> _To do_
Please print every record below exactly as it reads.

** Records to use follows **

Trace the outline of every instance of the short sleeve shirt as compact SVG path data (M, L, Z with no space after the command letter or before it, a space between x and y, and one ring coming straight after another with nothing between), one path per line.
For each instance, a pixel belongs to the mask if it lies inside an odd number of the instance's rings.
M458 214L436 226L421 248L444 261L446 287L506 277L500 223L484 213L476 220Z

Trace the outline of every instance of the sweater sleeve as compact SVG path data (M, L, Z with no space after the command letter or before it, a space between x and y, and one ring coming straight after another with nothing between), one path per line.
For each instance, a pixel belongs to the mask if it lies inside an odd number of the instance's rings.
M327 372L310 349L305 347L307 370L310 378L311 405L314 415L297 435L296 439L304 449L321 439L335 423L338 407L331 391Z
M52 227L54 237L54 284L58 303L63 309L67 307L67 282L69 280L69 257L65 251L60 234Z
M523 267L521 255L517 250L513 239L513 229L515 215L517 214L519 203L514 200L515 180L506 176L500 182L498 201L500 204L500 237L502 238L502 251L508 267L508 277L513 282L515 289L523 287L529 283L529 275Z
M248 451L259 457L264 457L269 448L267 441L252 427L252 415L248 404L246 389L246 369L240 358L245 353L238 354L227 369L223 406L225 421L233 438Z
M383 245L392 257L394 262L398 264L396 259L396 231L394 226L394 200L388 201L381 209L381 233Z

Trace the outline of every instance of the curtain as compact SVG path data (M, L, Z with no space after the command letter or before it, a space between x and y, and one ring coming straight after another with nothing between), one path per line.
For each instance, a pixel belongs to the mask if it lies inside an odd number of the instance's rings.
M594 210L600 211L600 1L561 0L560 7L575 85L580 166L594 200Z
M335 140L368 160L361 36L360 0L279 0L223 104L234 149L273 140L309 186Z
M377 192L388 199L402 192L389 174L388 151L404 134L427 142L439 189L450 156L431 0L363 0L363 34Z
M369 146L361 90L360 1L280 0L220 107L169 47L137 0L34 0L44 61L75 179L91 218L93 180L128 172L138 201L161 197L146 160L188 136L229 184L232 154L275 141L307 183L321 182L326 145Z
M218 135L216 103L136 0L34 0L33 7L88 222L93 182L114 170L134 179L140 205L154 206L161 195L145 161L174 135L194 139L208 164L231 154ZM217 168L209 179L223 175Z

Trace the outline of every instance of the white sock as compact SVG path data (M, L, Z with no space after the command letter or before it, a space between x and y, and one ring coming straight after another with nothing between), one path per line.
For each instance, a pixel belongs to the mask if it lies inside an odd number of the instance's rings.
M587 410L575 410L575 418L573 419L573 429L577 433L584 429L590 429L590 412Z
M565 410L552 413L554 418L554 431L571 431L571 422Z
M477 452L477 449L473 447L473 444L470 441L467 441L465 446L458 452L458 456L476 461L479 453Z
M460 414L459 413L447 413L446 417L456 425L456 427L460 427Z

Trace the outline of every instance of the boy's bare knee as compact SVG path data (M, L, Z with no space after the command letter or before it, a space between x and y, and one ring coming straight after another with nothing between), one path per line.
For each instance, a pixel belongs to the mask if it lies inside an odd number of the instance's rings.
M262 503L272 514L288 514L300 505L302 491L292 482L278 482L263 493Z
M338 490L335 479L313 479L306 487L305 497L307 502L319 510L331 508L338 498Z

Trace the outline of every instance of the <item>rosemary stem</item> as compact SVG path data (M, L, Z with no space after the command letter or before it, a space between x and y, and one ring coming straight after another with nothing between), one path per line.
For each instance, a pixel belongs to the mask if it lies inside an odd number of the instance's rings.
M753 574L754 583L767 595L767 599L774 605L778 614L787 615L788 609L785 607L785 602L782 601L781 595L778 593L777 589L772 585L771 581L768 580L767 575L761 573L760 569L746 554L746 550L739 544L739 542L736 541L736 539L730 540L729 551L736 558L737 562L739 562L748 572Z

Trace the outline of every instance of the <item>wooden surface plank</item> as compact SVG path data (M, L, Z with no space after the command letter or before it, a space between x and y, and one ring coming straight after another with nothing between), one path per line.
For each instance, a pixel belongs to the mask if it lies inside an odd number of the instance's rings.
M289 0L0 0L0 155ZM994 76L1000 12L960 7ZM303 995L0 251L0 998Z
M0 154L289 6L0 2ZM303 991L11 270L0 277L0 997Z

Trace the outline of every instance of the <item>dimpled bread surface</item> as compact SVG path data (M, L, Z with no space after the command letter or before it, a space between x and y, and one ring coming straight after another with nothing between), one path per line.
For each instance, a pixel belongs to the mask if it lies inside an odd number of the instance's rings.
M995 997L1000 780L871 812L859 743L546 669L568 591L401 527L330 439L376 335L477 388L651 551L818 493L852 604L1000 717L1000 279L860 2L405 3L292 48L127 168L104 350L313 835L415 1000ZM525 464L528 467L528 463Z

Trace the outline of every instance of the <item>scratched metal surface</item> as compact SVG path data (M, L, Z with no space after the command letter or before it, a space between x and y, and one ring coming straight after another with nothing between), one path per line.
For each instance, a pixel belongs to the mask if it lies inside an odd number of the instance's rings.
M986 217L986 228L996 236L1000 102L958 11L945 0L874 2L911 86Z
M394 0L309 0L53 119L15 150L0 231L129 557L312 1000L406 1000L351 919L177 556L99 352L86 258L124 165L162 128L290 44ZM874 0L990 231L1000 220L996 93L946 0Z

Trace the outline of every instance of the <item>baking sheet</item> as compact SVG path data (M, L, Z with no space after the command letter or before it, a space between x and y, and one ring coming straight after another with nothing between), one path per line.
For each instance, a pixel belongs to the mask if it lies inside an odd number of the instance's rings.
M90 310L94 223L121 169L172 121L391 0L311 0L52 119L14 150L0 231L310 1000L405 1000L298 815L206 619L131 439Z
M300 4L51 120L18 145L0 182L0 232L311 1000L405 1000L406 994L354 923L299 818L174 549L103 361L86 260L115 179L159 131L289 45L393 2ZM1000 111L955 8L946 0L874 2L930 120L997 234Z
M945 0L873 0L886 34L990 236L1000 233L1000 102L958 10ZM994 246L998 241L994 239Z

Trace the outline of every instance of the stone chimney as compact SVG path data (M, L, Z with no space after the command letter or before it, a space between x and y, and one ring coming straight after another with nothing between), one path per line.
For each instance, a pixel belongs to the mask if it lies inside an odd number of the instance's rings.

** End of Records to use **

> _Written solution_
Trace the outline of every instance of the short sleeve shirt as compact SVG path data (M, L, Z with no space after the command letter or before it, a space between x and y, and one ring coming straight after another with nothing between), one path per line.
For each instance, a pixel belongs to the mask if it lies inside an odd number of the instance's rings.
M458 214L436 226L421 248L444 261L446 287L506 277L500 223L484 213L476 220Z

Trace the outline of every instance of the sweater sleeve as compact SVG path data (M, L, Z with no space after the command letter or before it, a space between x and y, and one ring coming straight after another with nothing between), one path per line.
For each instance, a pixel belongs to the mask if it lies inside an odd number of the instance's rings.
M327 372L310 349L305 347L307 370L310 378L311 405L314 415L297 435L296 439L304 449L321 439L335 423L338 407L331 391Z
M52 227L54 237L54 284L58 303L63 309L67 307L67 282L69 280L69 257L65 251L60 234Z
M523 267L521 255L517 250L513 239L513 229L515 215L517 214L519 203L514 200L515 180L506 176L500 182L498 201L500 204L500 237L502 238L502 251L508 267L508 277L513 282L515 289L523 287L529 283L529 275Z
M248 451L259 457L264 457L269 448L267 441L252 427L252 415L248 404L246 389L246 369L240 358L245 353L238 354L227 369L223 406L225 421L233 438Z
M383 245L392 257L394 262L398 264L396 259L396 231L394 226L394 200L388 201L381 209L381 233Z

Trace the outline of every instance of the curtain as compact SVG path data (M, L, Z with no space after the command letter or before it, a space between x and y, and one ring coming straight after another with nothing between), one path per line.
For each instance, a pixel belongs to the mask if it lies inside an odd number of the instance's rings.
M594 210L600 211L600 1L561 0L560 7L575 85L580 166L594 200Z
M335 140L368 160L361 36L360 0L279 0L223 104L234 149L273 140L309 186Z
M377 192L388 199L402 192L389 174L388 151L404 134L427 142L439 189L450 156L431 0L363 0L363 34Z
M369 146L361 90L360 1L280 0L220 107L169 47L137 0L34 0L44 61L75 179L91 218L93 180L128 172L138 201L161 197L146 160L188 136L229 184L232 154L275 141L307 183L321 182L326 145Z
M218 135L216 103L136 0L34 0L33 7L88 222L93 182L114 170L134 179L140 205L154 206L161 195L145 161L174 135L194 139L208 164L231 154ZM217 168L209 179L223 175Z

Trace the outline of every instance of the white sock as compact SVG path data (M, L, Z with no space after the command letter or before it, a space between x and y, and one ring coming straight after another with nothing between), one path per line.
For each instance, a pixel belongs to the mask if it lies inside an odd number of the instance's rings.
M587 410L575 410L575 418L573 419L573 429L577 433L584 429L590 429L590 412Z
M565 410L552 413L554 418L554 431L571 431L571 422Z
M477 452L477 449L473 447L473 444L470 441L467 441L465 446L458 452L458 456L476 461L479 453Z
M460 414L459 413L447 413L446 417L456 425L456 427L460 427Z

Trace the outline of every instance of the boy's bare knee as compact SVG path data (M, L, Z with no space after the command letter or before it, a space between x and y, and one ring coming straight after another with nothing between), one path per line.
For each instance, a pixel belongs to the mask if it lies inside an odd number of the instance's rings.
M262 503L272 514L288 514L300 505L302 491L292 482L278 482L263 493Z
M338 490L335 479L313 479L306 487L305 497L307 502L319 510L331 508L338 498Z

Trace the outline of every instance of the <item>rosemary stem</item> as compact SVG path data (M, L, Z with no space after the command letter or before it, a space between x and y, and one ring coming straight after another with nothing between), one path per line.
For each instance, a pixel belongs to the mask if it lies inside an odd number of the instance's rings.
M753 574L754 583L767 595L767 599L774 605L778 614L787 615L788 609L785 607L785 602L782 601L781 595L778 593L777 589L772 585L771 581L768 580L767 575L761 573L760 569L746 554L746 550L739 544L739 542L736 541L736 539L730 540L729 551L736 558L737 562L739 562L748 572Z

Trace the outline of every instance of the <item>wooden surface plank</item> as compact SVG path data (M, L, Z with no space after the command letter or before it, a space between x and y, and one ring coming straight after another with nothing between), one path per line.
For each instance, a pixel belongs to the mask if it lies inside an odd number of the instance's rings.
M289 0L0 0L0 155ZM994 76L1000 12L960 7ZM303 995L0 251L0 998Z
M0 154L289 6L0 2ZM303 991L11 270L0 277L0 997Z

Trace the outline of every instance of the <item>dimpled bread surface</item> as compact SVG path data (M, L, Z with no space after the command letter or before it, a space between x and y, and one ring coming straight after another with nothing between), one path per line.
For each instance, a pixel belongs to the mask if it lies inside an odd number of the instance's rings.
M995 997L1000 780L871 812L859 743L546 669L568 591L401 527L330 439L376 335L477 388L651 551L818 493L852 604L1000 717L1000 279L860 2L405 3L292 48L127 168L104 350L313 835L415 1000ZM525 464L528 467L528 463Z

Trace the outline of every instance of the <item>scratched metal surface</item> as compact SVG path data (M, L, Z with no space after the command letter or before it, a space between x and y, and one ring coming straight after another with nothing between), one path per line.
For each instance, a pixel belongs to the mask if it lies inside an odd number of the instance's rings.
M986 217L986 228L996 236L1000 102L958 11L945 0L874 2L911 86Z
M394 0L309 0L53 119L15 150L0 231L129 557L312 1000L406 1000L351 919L177 556L99 352L86 258L124 165L162 128L290 44ZM874 0L990 231L1000 220L996 93L946 0Z

Trace the outline of every instance of the <item>baking sheet</item> as compact SVG path data (M, L, Z with no space after the command letter or before it, a space between x and y, and one ring coming straight after another with nothing between), one path per line.
For each instance, a pixel belongs to the mask if it lies inside an odd number of the instance's rings.
M90 310L94 223L121 169L172 121L391 0L311 0L52 119L14 150L0 231L310 1000L405 1000L298 815L206 619L131 439Z
M300 4L51 120L18 145L0 182L0 232L311 1000L405 1000L406 994L354 923L299 818L174 549L103 361L86 260L115 179L159 131L289 45L393 2ZM1000 111L955 8L946 0L874 2L930 120L997 234Z
M945 0L873 0L886 34L990 236L1000 233L1000 102L958 10ZM994 246L998 241L994 239Z

Trace the outline of every instance of the stone chimney as compact SVG path data (M, L, Z with no space after the command letter or before it, a space between x and y, and one ring coming straight after another with nothing between), one path per line.
For each instance, a pixel belongs to the mask if it lies inside an odd number of the instance's rings.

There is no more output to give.